Stored items:
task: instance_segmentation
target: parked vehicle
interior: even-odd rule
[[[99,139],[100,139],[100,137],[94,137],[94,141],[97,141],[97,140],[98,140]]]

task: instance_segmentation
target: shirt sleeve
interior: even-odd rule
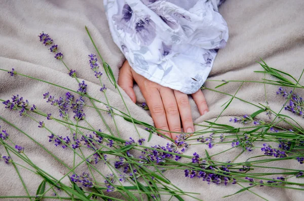
[[[115,43],[147,79],[190,94],[228,39],[219,0],[104,0]]]

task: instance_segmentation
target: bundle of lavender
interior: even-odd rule
[[[2,162],[15,169],[27,195],[1,195],[0,198],[27,198],[32,200],[47,198],[72,200],[201,200],[197,196],[200,192],[185,192],[166,177],[165,173],[172,170],[181,173],[177,173],[176,177],[188,178],[186,179],[198,180],[201,182],[222,185],[224,187],[230,185],[241,186],[241,190],[234,194],[247,191],[265,200],[267,199],[254,192],[252,188],[268,187],[304,190],[302,187],[304,184],[301,179],[304,177],[304,168],[291,169],[279,165],[272,165],[274,162],[280,162],[276,164],[290,161],[299,164],[304,163],[304,129],[292,119],[294,115],[304,117],[304,101],[300,95],[293,93],[296,88],[304,88],[298,84],[298,80],[286,72],[270,68],[263,61],[260,65],[264,71],[257,72],[272,75],[276,79],[264,79],[260,83],[264,86],[275,85],[280,87],[277,93],[281,97],[279,98],[283,106],[279,112],[272,110],[268,103],[266,105],[255,105],[238,98],[235,94],[225,94],[231,96],[231,98],[226,103],[217,118],[234,99],[254,105],[258,109],[252,114],[232,117],[231,122],[227,123],[229,125],[217,124],[216,120],[206,122],[207,126],[196,125],[202,129],[193,134],[180,133],[175,141],[163,136],[168,140],[165,146],[157,144],[145,146],[145,143],[150,141],[153,135],[162,136],[162,134],[153,126],[132,117],[125,103],[127,113],[111,105],[107,97],[106,86],[101,79],[103,74],[105,73],[116,87],[122,101],[125,103],[124,100],[119,88],[117,87],[110,67],[102,59],[87,29],[87,31],[98,56],[90,54],[88,61],[95,76],[100,83],[100,91],[104,96],[106,102],[90,96],[87,91],[87,85],[84,81],[80,81],[75,70],[66,65],[64,55],[59,51],[58,46],[45,33],[39,35],[40,42],[54,54],[58,62],[62,62],[71,78],[78,82],[79,88],[77,91],[19,73],[17,69],[13,68],[11,71],[1,69],[8,71],[8,76],[25,76],[66,90],[66,94],[58,98],[48,92],[42,94],[42,98],[53,106],[54,110],[59,110],[59,116],[45,112],[43,108],[37,108],[35,103],[29,102],[26,98],[17,94],[14,95],[11,100],[1,100],[8,110],[12,111],[12,115],[20,115],[30,118],[36,123],[39,128],[47,131],[49,133],[47,138],[50,143],[54,144],[58,149],[62,149],[62,151],[68,150],[72,153],[70,155],[73,157],[73,166],[71,167],[65,164],[58,156],[54,155],[24,132],[22,128],[18,127],[0,115],[2,122],[18,131],[20,135],[35,143],[66,169],[66,173],[60,179],[55,178],[35,164],[27,155],[27,148],[22,144],[16,144],[14,139],[10,137],[6,128],[3,127],[2,131],[0,131],[0,144],[4,147],[5,153],[2,153]],[[302,74],[303,71],[300,79]],[[223,82],[216,88],[233,82],[242,83],[246,82],[209,81]],[[287,88],[292,89],[287,91],[285,89]],[[204,86],[202,89],[222,93],[215,89]],[[104,104],[107,109],[97,107],[96,103]],[[142,106],[145,109],[148,109],[144,103]],[[94,125],[87,120],[88,114],[86,114],[86,110],[89,107],[96,110],[107,129],[106,132],[95,129]],[[284,109],[289,111],[290,115],[280,113]],[[258,115],[262,113],[269,117],[269,120],[257,118]],[[111,129],[105,120],[105,115],[111,117],[115,125],[115,129]],[[116,121],[118,117],[122,117],[134,125],[138,134],[137,139],[130,138],[125,140],[121,137]],[[70,131],[70,135],[61,136],[53,132],[53,128],[48,126],[49,121],[66,128]],[[280,126],[282,125],[287,126]],[[142,138],[136,129],[136,125],[145,127],[149,133],[149,137],[146,139]],[[208,152],[215,146],[224,144],[228,145],[229,148],[216,154],[210,154]],[[195,146],[198,149],[204,149],[205,155],[200,155],[196,152],[192,152],[187,149],[190,146]],[[219,161],[216,159],[220,154],[224,155],[236,149],[239,151],[239,154],[230,161]],[[238,159],[242,154],[251,152],[258,154],[241,162]],[[12,155],[14,157],[12,157]],[[21,159],[26,165],[16,162],[13,159],[14,157]],[[81,159],[80,162],[77,159],[78,157]],[[96,165],[101,163],[105,168],[110,170],[110,174],[104,174],[103,169],[97,168]],[[77,168],[84,165],[86,167],[86,170],[79,172]],[[20,168],[25,169],[29,173],[39,175],[41,178],[42,181],[36,194],[29,192],[26,183],[18,171]],[[269,171],[270,169],[277,170],[278,172]],[[67,184],[62,182],[66,178],[69,180]]]

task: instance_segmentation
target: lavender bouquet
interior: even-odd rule
[[[246,81],[209,80],[207,82],[221,83],[215,89],[203,86],[202,90],[222,93],[231,97],[217,119],[214,122],[206,122],[204,125],[196,125],[202,129],[193,134],[180,133],[175,141],[163,136],[168,140],[164,146],[147,146],[146,143],[152,143],[150,139],[153,135],[162,134],[152,125],[131,116],[117,87],[110,67],[103,59],[87,28],[86,30],[98,55],[94,53],[89,55],[89,66],[92,75],[100,83],[100,91],[104,96],[105,102],[90,95],[87,90],[87,84],[78,77],[75,70],[66,65],[64,54],[60,51],[59,47],[46,33],[42,32],[39,35],[40,42],[54,53],[58,62],[62,63],[71,79],[76,80],[78,90],[20,73],[18,69],[13,68],[11,71],[0,69],[7,71],[8,76],[26,77],[66,90],[65,94],[58,98],[48,92],[42,94],[42,98],[53,106],[54,111],[59,111],[59,116],[52,115],[49,111],[44,111],[43,108],[36,107],[35,103],[29,102],[26,98],[17,94],[13,95],[11,100],[0,100],[8,110],[11,110],[12,115],[23,116],[35,122],[39,128],[45,130],[49,134],[47,139],[50,143],[53,144],[58,149],[62,149],[62,151],[68,150],[72,153],[70,156],[73,158],[73,166],[70,167],[24,132],[22,128],[16,126],[0,114],[0,123],[10,126],[22,136],[28,138],[60,163],[66,170],[64,175],[58,179],[35,164],[27,155],[27,148],[24,147],[22,144],[16,144],[14,138],[10,137],[7,129],[3,126],[0,131],[0,144],[4,147],[5,152],[2,153],[2,162],[15,169],[27,195],[0,195],[0,198],[27,198],[32,200],[47,198],[72,200],[201,200],[197,197],[199,192],[184,191],[167,178],[165,173],[170,171],[180,173],[177,173],[177,177],[199,180],[210,185],[240,186],[241,190],[234,194],[247,191],[265,200],[267,199],[254,192],[252,188],[304,190],[301,180],[304,177],[304,169],[290,169],[279,165],[282,161],[304,163],[304,129],[292,119],[294,115],[304,117],[304,101],[300,95],[293,92],[295,89],[304,88],[298,84],[298,80],[285,72],[270,67],[262,60],[260,63],[264,70],[257,73],[269,74],[275,78],[264,78],[262,81],[256,83],[260,83],[265,88],[267,85],[280,87],[276,93],[278,98],[280,97],[283,106],[279,112],[272,110],[268,105],[266,93],[267,103],[256,105],[238,98],[236,96],[237,92],[233,95],[217,89],[232,82],[241,83],[240,88]],[[304,70],[300,79],[303,71]],[[111,105],[107,97],[107,86],[102,82],[102,76],[106,76],[118,91],[127,112]],[[287,89],[291,90],[287,91]],[[254,106],[257,108],[256,112],[232,117],[227,125],[216,123],[234,99]],[[98,107],[97,104],[103,104],[106,109]],[[145,103],[141,106],[145,110],[148,109]],[[96,128],[94,125],[87,120],[88,114],[86,113],[86,111],[89,108],[95,110],[106,131]],[[284,109],[290,111],[290,115],[281,114],[281,111]],[[257,117],[262,114],[269,117],[269,120]],[[105,115],[110,117],[115,128],[108,125]],[[123,118],[132,123],[138,137],[130,137],[127,140],[122,138],[117,122],[118,118]],[[52,126],[49,126],[50,121],[65,128],[69,131],[69,135],[62,136],[53,132]],[[284,123],[285,126],[280,126],[281,123]],[[145,128],[148,137],[143,137],[137,130],[137,126]],[[226,149],[216,154],[209,154],[210,149],[225,145],[226,147],[228,145]],[[198,149],[203,148],[205,155],[189,151],[188,148],[195,146]],[[231,160],[221,161],[217,159],[218,155],[236,150],[239,154]],[[259,153],[240,161],[240,156],[251,152]],[[16,158],[23,163],[17,163],[17,160],[13,159]],[[281,163],[273,163],[276,162]],[[97,164],[102,164],[103,168],[98,168]],[[79,170],[81,167],[84,171]],[[29,192],[26,183],[18,171],[20,168],[25,169],[41,178],[42,182],[36,194]],[[104,169],[106,168],[109,170],[109,174],[104,173]],[[277,170],[278,172],[270,173],[270,169]],[[63,182],[67,179],[67,184]],[[233,194],[226,196],[231,195]]]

Aim: Reproduce the listing above word for word, from its first line through the line containing "[[[115,43],[147,79],[190,94],[228,39],[219,0],[104,0]]]", and omit the pictures from your answer.

Solved exercise:
task: instance_segmentation
target: parked vehicle
interior: even-odd rule
[[[99,139],[100,139],[100,137],[94,137],[94,141],[97,141],[97,140],[98,140]]]

task: instance_segmentation
target: shirt sleeve
interior: even-odd rule
[[[115,43],[147,79],[190,94],[228,39],[219,0],[104,0]]]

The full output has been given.